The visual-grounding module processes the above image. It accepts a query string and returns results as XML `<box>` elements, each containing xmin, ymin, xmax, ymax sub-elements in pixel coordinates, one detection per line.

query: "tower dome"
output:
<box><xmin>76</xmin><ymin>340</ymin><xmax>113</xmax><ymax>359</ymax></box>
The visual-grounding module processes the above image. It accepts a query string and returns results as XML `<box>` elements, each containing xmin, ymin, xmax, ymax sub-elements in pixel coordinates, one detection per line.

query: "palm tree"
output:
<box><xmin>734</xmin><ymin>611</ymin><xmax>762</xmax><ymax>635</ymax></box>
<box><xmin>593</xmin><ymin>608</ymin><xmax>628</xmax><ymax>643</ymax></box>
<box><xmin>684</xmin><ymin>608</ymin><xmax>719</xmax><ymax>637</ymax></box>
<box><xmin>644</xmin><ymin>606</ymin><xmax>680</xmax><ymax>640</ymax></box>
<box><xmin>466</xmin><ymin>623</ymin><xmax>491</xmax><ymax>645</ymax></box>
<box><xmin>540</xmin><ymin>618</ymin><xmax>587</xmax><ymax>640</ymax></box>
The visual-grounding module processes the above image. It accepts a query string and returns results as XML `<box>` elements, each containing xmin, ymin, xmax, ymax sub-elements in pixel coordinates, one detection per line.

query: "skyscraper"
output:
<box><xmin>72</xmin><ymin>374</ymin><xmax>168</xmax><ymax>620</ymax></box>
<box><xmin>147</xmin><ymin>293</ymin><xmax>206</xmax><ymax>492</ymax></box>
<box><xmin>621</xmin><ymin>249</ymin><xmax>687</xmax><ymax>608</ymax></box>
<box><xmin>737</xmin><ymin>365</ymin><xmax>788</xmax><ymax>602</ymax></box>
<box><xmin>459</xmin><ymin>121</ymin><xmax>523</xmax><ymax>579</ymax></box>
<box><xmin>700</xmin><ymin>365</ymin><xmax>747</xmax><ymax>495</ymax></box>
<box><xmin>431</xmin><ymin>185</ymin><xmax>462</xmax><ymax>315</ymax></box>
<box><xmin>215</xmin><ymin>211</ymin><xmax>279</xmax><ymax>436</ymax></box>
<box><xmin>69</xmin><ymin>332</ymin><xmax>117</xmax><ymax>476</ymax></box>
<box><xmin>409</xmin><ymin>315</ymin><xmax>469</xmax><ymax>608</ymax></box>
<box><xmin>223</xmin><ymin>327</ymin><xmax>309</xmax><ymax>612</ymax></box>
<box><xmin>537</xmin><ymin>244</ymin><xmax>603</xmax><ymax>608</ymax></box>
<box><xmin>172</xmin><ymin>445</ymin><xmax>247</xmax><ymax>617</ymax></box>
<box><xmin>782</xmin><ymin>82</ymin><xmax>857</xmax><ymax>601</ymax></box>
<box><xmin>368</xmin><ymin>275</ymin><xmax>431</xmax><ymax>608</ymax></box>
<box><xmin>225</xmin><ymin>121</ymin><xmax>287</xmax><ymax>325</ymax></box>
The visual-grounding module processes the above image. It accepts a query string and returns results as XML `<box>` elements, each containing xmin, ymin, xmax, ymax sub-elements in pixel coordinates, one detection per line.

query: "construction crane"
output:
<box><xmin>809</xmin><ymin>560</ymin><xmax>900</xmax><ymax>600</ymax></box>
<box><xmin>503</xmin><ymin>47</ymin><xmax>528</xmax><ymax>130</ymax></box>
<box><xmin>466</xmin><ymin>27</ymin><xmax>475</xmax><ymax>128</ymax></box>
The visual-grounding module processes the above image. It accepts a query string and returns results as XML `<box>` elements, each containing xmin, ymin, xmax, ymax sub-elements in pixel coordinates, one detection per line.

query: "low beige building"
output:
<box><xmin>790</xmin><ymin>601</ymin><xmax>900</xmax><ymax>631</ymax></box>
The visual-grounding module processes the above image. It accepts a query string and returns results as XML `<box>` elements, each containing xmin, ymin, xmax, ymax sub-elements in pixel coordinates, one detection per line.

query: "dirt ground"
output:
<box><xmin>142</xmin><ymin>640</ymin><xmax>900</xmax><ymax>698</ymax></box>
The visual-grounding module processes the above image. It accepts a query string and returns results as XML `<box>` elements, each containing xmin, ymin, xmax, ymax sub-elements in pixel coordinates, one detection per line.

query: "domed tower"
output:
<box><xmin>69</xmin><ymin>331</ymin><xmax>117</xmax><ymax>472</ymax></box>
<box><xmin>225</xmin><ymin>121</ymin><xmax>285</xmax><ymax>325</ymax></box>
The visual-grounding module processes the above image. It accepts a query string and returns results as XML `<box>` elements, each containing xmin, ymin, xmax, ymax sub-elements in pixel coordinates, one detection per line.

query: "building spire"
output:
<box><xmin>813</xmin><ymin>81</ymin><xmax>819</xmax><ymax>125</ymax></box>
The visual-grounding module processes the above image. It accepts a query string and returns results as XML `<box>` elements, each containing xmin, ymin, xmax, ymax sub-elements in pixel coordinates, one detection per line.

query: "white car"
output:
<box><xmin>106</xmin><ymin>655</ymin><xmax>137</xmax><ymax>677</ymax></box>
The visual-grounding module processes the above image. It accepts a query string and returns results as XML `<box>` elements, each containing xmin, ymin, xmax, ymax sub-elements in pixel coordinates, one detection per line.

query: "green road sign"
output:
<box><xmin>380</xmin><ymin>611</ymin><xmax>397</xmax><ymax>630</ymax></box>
==========
## PROBLEM REQUIREMENTS
Extract every line of the material above that contains the string "building", treating uppercase and lowercase as different.

## FINISHED EXERCISE
query: "low beige building"
query: "building spire"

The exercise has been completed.